Stored items
▼▼▼
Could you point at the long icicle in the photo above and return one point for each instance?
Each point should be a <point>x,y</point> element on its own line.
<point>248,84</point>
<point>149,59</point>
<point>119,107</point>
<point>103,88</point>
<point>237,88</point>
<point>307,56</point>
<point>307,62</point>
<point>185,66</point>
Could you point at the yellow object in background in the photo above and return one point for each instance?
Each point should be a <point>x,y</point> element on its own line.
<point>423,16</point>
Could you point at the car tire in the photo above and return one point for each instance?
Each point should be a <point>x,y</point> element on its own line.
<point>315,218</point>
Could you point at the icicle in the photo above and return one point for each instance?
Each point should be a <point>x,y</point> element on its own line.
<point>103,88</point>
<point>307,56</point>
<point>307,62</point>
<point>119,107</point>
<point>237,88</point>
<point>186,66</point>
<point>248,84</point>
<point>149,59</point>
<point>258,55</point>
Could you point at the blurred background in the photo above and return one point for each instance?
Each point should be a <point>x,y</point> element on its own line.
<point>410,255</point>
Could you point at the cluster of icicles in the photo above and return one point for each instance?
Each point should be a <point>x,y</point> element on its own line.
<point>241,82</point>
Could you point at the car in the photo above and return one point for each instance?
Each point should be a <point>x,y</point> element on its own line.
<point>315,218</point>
▲▲▲
Your task: Write out every record, exactly as written.

Reply:
Could you point at the long icicle in the photo above and return one point for each instance?
Each point should be a <point>x,y</point> element on its own line.
<point>248,84</point>
<point>149,59</point>
<point>119,107</point>
<point>103,88</point>
<point>237,88</point>
<point>307,56</point>
<point>307,62</point>
<point>185,66</point>
Could you point at the yellow object in background in the photo above and return one point for each instance?
Each point should be a <point>x,y</point> element on its own line.
<point>423,16</point>
Could you point at the car tire in the photo above and return one point for each instance?
Each point should be a <point>x,y</point> element on its own line.
<point>315,218</point>
Could you point at the icicle in the photo above and return one point for each instance?
Each point should be a <point>x,y</point> element on its own line.
<point>103,88</point>
<point>307,56</point>
<point>307,62</point>
<point>119,107</point>
<point>237,88</point>
<point>186,66</point>
<point>248,84</point>
<point>149,59</point>
<point>258,55</point>
Could you point at the blurred background in the photo above and return one point for each instance?
Each point should be a <point>x,y</point> element on its own line.
<point>410,255</point>
Could you point at the cluster of icicles in the photo above and return one point for each instance?
Each point should be a <point>x,y</point> element on its own line.
<point>241,82</point>
Could you point at the car in the photo above and return one point for each instance?
Each point should be a <point>x,y</point> element on its own line.
<point>315,218</point>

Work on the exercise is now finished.